_Exercise brief_: Write out every line of the records below precisely as it appears, leaving out the pictures.

(Excerpts from point annotation data)

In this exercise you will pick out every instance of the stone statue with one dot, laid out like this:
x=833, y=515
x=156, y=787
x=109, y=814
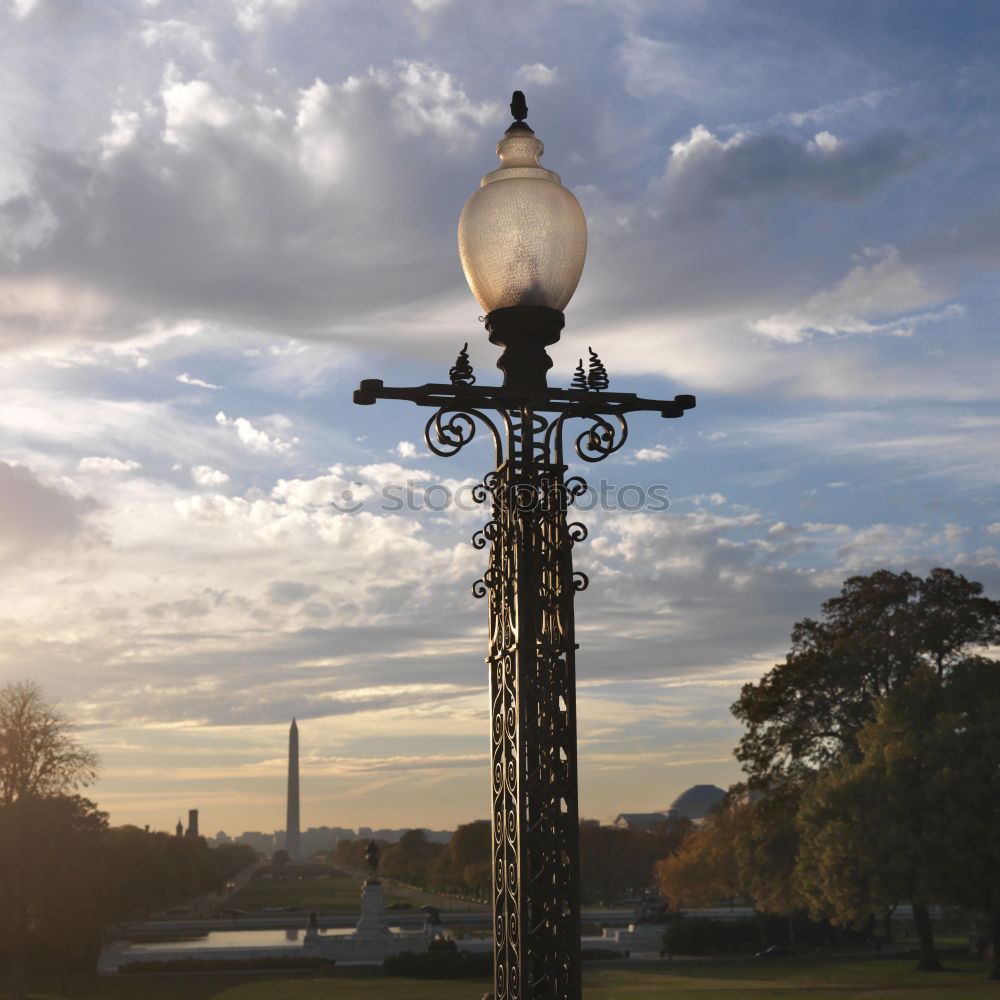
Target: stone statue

_Solution for this exercise_:
In this exercise you will pick out every instance of the stone statue with one dot, laid out like this:
x=833, y=515
x=156, y=787
x=109, y=814
Target: stone statue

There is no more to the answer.